▸ **Exercise prompt**:
How many lines in the listing below contain the word "jeans"? Reply with the number alone.

--- Begin ---

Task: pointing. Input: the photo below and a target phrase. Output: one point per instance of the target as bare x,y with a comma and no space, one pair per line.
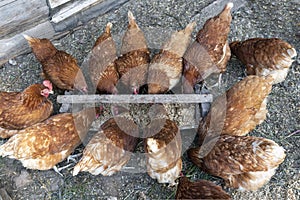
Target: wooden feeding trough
188,103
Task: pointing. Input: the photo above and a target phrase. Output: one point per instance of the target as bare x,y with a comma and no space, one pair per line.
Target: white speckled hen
244,162
163,147
265,56
19,110
102,67
110,149
132,65
165,69
45,144
210,52
239,110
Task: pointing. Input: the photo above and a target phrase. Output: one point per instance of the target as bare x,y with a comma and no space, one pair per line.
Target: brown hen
163,147
43,145
210,52
111,148
22,109
201,189
58,66
265,56
102,67
244,162
166,67
239,110
132,65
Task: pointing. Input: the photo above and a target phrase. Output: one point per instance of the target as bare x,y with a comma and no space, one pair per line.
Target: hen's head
48,90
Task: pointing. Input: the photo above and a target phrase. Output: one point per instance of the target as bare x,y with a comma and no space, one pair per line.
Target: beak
29,39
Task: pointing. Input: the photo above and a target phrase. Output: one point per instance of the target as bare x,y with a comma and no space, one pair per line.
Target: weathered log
56,3
155,98
18,16
17,45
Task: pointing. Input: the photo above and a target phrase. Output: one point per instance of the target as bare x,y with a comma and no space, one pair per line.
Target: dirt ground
255,18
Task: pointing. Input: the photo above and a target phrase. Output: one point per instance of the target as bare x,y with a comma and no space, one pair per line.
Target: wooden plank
72,9
17,16
17,45
156,98
56,3
87,14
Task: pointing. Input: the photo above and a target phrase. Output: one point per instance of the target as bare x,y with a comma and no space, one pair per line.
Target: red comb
48,84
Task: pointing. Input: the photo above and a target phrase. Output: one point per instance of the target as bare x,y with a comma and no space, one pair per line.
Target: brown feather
241,109
43,145
102,67
210,51
109,149
166,67
265,56
132,65
163,149
244,162
22,109
58,66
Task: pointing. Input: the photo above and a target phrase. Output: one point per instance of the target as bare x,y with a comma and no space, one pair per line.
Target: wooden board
19,15
72,9
56,3
155,98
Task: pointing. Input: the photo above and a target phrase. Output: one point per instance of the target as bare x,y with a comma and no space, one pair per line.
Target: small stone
23,179
12,62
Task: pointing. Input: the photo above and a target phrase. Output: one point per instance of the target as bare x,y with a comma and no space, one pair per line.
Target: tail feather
6,133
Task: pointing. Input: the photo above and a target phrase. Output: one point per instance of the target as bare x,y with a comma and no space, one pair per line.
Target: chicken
244,162
265,56
102,67
240,110
132,65
163,147
43,145
110,148
166,67
201,189
58,66
22,109
210,52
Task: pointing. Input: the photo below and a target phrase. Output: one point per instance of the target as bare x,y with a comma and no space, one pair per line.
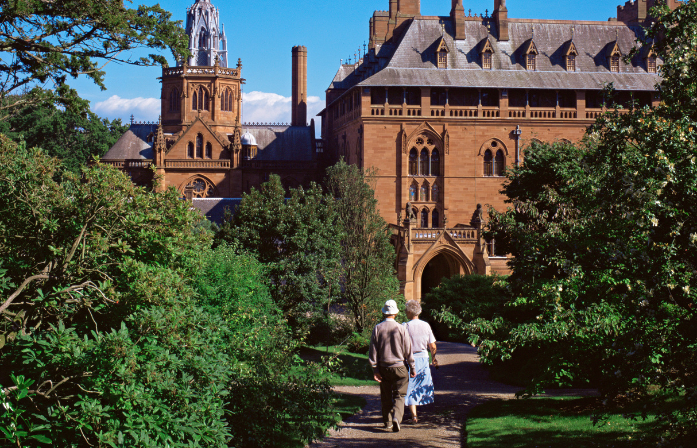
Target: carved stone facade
200,145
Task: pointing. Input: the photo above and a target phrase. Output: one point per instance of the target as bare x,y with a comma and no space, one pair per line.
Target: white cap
390,308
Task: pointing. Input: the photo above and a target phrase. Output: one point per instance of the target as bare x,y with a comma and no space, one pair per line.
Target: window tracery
200,100
199,146
174,103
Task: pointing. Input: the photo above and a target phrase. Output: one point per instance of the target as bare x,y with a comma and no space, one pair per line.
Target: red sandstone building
440,105
200,146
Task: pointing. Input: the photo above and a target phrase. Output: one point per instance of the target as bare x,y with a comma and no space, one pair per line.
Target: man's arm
373,356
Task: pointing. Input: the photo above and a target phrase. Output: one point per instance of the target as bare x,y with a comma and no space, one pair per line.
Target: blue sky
262,33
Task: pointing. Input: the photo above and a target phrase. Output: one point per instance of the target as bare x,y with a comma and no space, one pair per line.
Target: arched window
499,163
174,100
203,39
199,146
423,163
227,100
442,59
412,192
413,162
615,64
488,163
435,163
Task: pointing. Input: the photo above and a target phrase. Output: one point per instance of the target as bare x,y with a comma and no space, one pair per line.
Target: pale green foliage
368,274
44,43
604,241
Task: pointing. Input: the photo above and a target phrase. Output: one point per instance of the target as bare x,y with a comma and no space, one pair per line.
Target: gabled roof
133,144
529,47
569,48
442,45
411,60
282,143
613,49
648,51
485,46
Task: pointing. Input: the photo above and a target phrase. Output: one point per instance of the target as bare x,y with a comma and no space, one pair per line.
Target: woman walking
420,390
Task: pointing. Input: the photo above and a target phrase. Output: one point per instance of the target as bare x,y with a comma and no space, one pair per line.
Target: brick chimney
299,101
457,14
501,17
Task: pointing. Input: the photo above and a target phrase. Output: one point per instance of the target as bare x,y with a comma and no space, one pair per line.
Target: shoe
395,426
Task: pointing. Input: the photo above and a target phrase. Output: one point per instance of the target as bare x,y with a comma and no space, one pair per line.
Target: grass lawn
550,423
354,369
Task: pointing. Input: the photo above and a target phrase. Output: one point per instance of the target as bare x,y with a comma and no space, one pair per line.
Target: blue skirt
420,389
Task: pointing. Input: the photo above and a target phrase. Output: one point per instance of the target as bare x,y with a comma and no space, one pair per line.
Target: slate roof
133,144
413,61
282,143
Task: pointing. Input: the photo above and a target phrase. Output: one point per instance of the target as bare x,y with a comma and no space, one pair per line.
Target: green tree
274,400
368,272
102,341
605,246
75,138
47,42
298,238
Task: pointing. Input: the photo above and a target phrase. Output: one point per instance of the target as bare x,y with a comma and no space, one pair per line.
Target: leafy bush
274,398
461,299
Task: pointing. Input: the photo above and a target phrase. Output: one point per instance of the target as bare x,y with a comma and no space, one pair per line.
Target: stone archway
440,267
431,270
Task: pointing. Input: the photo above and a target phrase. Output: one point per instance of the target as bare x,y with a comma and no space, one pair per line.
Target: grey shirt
390,346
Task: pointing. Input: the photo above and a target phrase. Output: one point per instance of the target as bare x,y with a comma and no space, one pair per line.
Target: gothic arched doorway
438,268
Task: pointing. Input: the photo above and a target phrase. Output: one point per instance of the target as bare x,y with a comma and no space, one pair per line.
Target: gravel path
461,383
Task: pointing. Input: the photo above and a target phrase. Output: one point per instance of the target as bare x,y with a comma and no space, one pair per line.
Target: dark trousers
393,389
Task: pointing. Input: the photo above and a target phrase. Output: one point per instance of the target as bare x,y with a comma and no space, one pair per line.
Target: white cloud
257,107
265,107
117,107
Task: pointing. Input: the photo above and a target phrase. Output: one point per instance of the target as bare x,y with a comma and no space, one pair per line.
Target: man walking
390,354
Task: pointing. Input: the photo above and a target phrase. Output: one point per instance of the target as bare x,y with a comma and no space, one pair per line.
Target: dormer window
649,56
442,53
571,63
486,52
615,64
651,64
570,53
530,54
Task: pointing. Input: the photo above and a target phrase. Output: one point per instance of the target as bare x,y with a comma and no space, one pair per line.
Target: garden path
461,383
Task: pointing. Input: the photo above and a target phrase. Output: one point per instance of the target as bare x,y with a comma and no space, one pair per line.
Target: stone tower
207,39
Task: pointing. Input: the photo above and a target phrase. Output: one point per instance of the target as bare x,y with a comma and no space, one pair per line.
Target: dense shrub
468,297
274,398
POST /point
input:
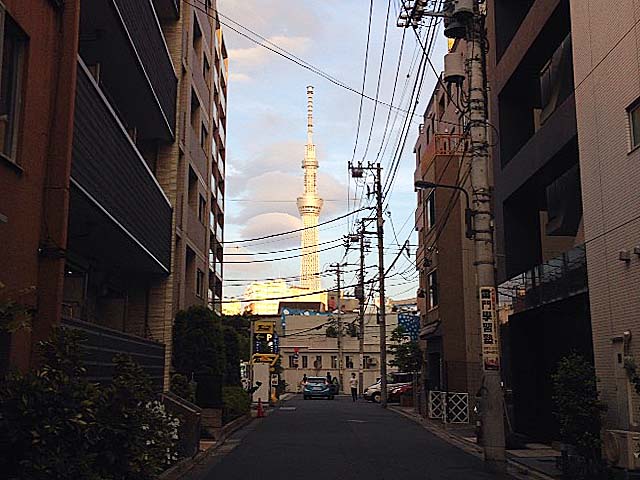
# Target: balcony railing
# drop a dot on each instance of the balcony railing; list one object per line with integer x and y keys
{"x": 144, "y": 29}
{"x": 556, "y": 279}
{"x": 110, "y": 170}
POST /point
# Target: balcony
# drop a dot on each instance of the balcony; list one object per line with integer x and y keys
{"x": 557, "y": 279}
{"x": 119, "y": 213}
{"x": 440, "y": 144}
{"x": 198, "y": 155}
{"x": 124, "y": 40}
{"x": 167, "y": 9}
{"x": 196, "y": 230}
{"x": 199, "y": 81}
{"x": 220, "y": 200}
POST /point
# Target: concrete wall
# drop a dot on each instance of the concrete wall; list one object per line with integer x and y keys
{"x": 607, "y": 69}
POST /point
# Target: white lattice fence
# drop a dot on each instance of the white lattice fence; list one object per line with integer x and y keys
{"x": 436, "y": 404}
{"x": 450, "y": 407}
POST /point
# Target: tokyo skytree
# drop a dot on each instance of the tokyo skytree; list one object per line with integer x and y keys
{"x": 309, "y": 206}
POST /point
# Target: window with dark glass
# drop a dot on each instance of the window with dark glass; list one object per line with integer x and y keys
{"x": 432, "y": 280}
{"x": 202, "y": 208}
{"x": 634, "y": 123}
{"x": 431, "y": 210}
{"x": 13, "y": 49}
{"x": 199, "y": 283}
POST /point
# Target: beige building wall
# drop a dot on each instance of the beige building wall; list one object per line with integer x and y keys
{"x": 607, "y": 82}
{"x": 315, "y": 343}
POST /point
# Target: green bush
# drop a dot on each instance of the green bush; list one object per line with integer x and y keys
{"x": 198, "y": 343}
{"x": 236, "y": 403}
{"x": 181, "y": 386}
{"x": 579, "y": 414}
{"x": 138, "y": 439}
{"x": 48, "y": 426}
{"x": 56, "y": 425}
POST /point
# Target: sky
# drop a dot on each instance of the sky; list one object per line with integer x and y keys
{"x": 266, "y": 135}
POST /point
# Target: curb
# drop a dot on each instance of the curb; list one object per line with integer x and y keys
{"x": 515, "y": 469}
{"x": 185, "y": 465}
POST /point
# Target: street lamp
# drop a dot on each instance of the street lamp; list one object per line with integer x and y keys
{"x": 468, "y": 213}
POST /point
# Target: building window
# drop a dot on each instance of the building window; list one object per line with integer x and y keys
{"x": 349, "y": 361}
{"x": 199, "y": 283}
{"x": 293, "y": 361}
{"x": 202, "y": 208}
{"x": 432, "y": 280}
{"x": 206, "y": 69}
{"x": 203, "y": 137}
{"x": 12, "y": 46}
{"x": 431, "y": 210}
{"x": 634, "y": 123}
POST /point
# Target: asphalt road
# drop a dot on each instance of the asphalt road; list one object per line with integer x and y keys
{"x": 339, "y": 439}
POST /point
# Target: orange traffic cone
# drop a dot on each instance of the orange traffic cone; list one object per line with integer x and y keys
{"x": 260, "y": 409}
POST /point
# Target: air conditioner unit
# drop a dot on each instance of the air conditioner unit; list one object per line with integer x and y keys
{"x": 621, "y": 448}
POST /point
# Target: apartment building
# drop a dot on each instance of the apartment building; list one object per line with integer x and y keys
{"x": 196, "y": 177}
{"x": 607, "y": 97}
{"x": 124, "y": 208}
{"x": 305, "y": 349}
{"x": 450, "y": 328}
{"x": 539, "y": 231}
{"x": 38, "y": 48}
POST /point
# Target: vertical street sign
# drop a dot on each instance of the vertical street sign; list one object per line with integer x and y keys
{"x": 490, "y": 346}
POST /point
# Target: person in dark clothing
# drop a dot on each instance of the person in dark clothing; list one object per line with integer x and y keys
{"x": 353, "y": 383}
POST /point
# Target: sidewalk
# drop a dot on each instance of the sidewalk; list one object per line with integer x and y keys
{"x": 536, "y": 461}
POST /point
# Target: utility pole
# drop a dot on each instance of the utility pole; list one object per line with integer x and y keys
{"x": 361, "y": 297}
{"x": 339, "y": 318}
{"x": 383, "y": 319}
{"x": 465, "y": 19}
{"x": 357, "y": 172}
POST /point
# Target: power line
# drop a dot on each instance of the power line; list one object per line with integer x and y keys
{"x": 285, "y": 54}
{"x": 296, "y": 230}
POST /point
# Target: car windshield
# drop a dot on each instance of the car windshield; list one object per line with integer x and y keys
{"x": 316, "y": 380}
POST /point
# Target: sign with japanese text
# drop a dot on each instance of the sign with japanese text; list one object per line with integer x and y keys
{"x": 263, "y": 327}
{"x": 488, "y": 329}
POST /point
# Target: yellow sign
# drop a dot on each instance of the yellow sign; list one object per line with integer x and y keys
{"x": 263, "y": 327}
{"x": 270, "y": 358}
{"x": 490, "y": 346}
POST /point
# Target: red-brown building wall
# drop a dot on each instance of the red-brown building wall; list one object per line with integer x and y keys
{"x": 34, "y": 193}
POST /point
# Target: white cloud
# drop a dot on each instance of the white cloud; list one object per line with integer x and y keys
{"x": 239, "y": 77}
{"x": 256, "y": 56}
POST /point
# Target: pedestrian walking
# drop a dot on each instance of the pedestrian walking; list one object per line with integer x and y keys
{"x": 353, "y": 383}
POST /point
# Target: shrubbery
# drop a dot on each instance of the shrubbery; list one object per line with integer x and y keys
{"x": 236, "y": 403}
{"x": 56, "y": 424}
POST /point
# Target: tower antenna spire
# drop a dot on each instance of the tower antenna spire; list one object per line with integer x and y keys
{"x": 309, "y": 115}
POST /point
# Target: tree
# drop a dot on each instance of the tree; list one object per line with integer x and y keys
{"x": 198, "y": 343}
{"x": 232, "y": 357}
{"x": 577, "y": 407}
{"x": 406, "y": 352}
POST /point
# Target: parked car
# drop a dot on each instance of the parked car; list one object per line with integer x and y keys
{"x": 396, "y": 379}
{"x": 318, "y": 387}
{"x": 396, "y": 392}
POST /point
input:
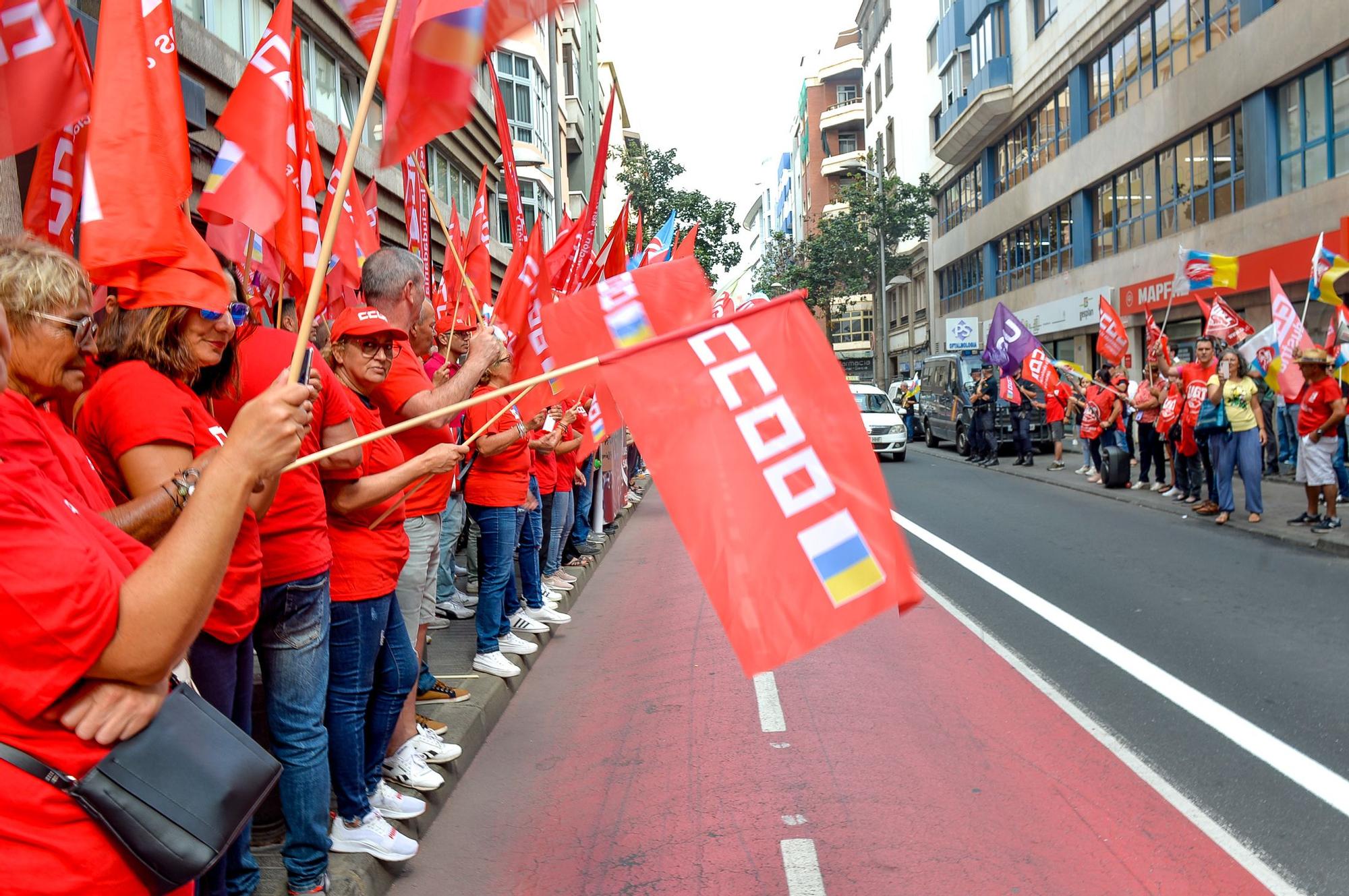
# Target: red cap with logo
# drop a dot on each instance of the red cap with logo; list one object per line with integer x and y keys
{"x": 364, "y": 322}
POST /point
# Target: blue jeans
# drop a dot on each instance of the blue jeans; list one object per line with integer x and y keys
{"x": 223, "y": 675}
{"x": 451, "y": 524}
{"x": 496, "y": 574}
{"x": 1289, "y": 434}
{"x": 529, "y": 536}
{"x": 582, "y": 498}
{"x": 558, "y": 529}
{"x": 1235, "y": 451}
{"x": 292, "y": 643}
{"x": 372, "y": 672}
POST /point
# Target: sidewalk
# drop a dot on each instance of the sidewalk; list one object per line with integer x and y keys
{"x": 450, "y": 652}
{"x": 1284, "y": 500}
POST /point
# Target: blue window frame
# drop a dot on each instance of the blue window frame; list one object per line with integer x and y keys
{"x": 1315, "y": 126}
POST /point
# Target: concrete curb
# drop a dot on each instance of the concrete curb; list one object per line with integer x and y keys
{"x": 1275, "y": 529}
{"x": 469, "y": 723}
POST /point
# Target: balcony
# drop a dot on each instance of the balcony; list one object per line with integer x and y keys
{"x": 979, "y": 117}
{"x": 844, "y": 162}
{"x": 845, "y": 61}
{"x": 851, "y": 113}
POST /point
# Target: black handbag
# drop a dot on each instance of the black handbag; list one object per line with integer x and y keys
{"x": 177, "y": 794}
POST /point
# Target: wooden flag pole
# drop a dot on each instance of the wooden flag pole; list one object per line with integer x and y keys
{"x": 349, "y": 167}
{"x": 422, "y": 420}
{"x": 471, "y": 440}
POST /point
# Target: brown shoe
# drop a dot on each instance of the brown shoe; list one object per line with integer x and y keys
{"x": 436, "y": 727}
{"x": 443, "y": 694}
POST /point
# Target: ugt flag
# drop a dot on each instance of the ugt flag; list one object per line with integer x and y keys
{"x": 799, "y": 545}
{"x": 1010, "y": 342}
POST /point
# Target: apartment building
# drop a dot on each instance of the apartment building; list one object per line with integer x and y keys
{"x": 1081, "y": 142}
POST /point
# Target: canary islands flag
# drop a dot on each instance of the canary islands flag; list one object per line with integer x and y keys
{"x": 841, "y": 558}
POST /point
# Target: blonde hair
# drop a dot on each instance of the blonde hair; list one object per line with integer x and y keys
{"x": 38, "y": 278}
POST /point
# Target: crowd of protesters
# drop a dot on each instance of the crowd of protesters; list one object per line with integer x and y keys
{"x": 1189, "y": 429}
{"x": 141, "y": 541}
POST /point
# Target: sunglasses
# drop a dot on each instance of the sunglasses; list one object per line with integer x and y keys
{"x": 238, "y": 313}
{"x": 86, "y": 328}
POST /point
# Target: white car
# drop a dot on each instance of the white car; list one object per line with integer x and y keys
{"x": 886, "y": 428}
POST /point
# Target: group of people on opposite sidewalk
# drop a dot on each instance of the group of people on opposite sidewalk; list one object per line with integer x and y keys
{"x": 149, "y": 531}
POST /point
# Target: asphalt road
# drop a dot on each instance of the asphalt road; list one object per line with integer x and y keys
{"x": 969, "y": 746}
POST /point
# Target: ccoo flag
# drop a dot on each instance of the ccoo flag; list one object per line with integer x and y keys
{"x": 799, "y": 547}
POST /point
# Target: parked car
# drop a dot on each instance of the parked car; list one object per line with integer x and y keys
{"x": 887, "y": 429}
{"x": 946, "y": 413}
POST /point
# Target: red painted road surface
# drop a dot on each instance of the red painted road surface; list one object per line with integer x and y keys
{"x": 633, "y": 763}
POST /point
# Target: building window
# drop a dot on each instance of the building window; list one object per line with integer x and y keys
{"x": 1033, "y": 144}
{"x": 961, "y": 284}
{"x": 1189, "y": 183}
{"x": 989, "y": 41}
{"x": 1165, "y": 41}
{"x": 960, "y": 200}
{"x": 1045, "y": 11}
{"x": 1315, "y": 126}
{"x": 1035, "y": 251}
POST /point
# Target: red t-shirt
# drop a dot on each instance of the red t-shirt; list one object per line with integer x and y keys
{"x": 295, "y": 532}
{"x": 366, "y": 563}
{"x": 134, "y": 405}
{"x": 1057, "y": 402}
{"x": 61, "y": 574}
{"x": 408, "y": 378}
{"x": 501, "y": 481}
{"x": 546, "y": 465}
{"x": 40, "y": 438}
{"x": 1195, "y": 381}
{"x": 1316, "y": 401}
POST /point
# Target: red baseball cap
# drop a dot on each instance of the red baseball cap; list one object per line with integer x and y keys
{"x": 364, "y": 322}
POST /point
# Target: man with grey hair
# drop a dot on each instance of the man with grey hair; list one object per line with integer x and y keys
{"x": 392, "y": 281}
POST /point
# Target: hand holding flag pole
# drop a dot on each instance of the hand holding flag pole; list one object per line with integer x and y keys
{"x": 467, "y": 443}
{"x": 349, "y": 168}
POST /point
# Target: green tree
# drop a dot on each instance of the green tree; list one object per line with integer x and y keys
{"x": 648, "y": 175}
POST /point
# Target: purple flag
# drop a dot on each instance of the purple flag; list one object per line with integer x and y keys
{"x": 1010, "y": 342}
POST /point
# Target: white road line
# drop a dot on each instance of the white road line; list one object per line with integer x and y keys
{"x": 803, "y": 868}
{"x": 1243, "y": 854}
{"x": 771, "y": 710}
{"x": 1298, "y": 767}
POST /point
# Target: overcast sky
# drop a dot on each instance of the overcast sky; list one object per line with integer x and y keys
{"x": 717, "y": 80}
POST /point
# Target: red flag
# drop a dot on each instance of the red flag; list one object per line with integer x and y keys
{"x": 248, "y": 181}
{"x": 504, "y": 136}
{"x": 44, "y": 79}
{"x": 799, "y": 547}
{"x": 627, "y": 311}
{"x": 53, "y": 202}
{"x": 137, "y": 235}
{"x": 1112, "y": 342}
{"x": 296, "y": 235}
{"x": 1227, "y": 324}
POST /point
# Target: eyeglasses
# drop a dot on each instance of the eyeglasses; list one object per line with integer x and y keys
{"x": 238, "y": 313}
{"x": 84, "y": 328}
{"x": 370, "y": 349}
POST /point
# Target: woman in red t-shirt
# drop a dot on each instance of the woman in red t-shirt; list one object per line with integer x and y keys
{"x": 92, "y": 624}
{"x": 373, "y": 665}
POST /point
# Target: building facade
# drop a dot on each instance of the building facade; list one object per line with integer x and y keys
{"x": 1081, "y": 142}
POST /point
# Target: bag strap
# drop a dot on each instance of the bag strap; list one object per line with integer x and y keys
{"x": 37, "y": 768}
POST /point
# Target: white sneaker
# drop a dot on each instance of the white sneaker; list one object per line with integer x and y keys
{"x": 407, "y": 767}
{"x": 497, "y": 664}
{"x": 393, "y": 804}
{"x": 434, "y": 749}
{"x": 544, "y": 614}
{"x": 453, "y": 609}
{"x": 512, "y": 643}
{"x": 521, "y": 622}
{"x": 374, "y": 835}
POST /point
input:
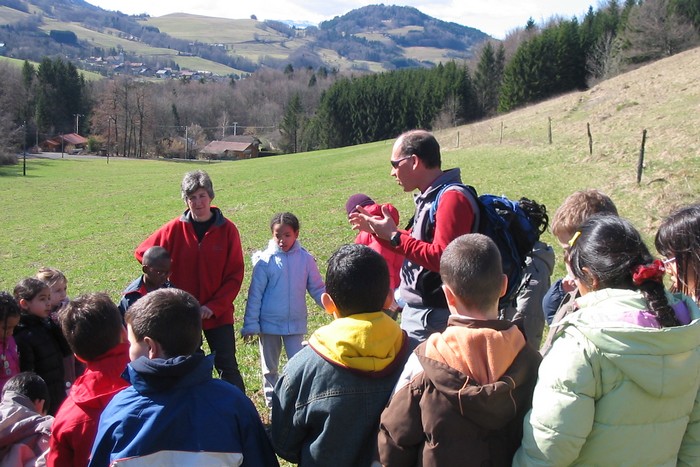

--- End ---

▸ **Response for this exercise**:
2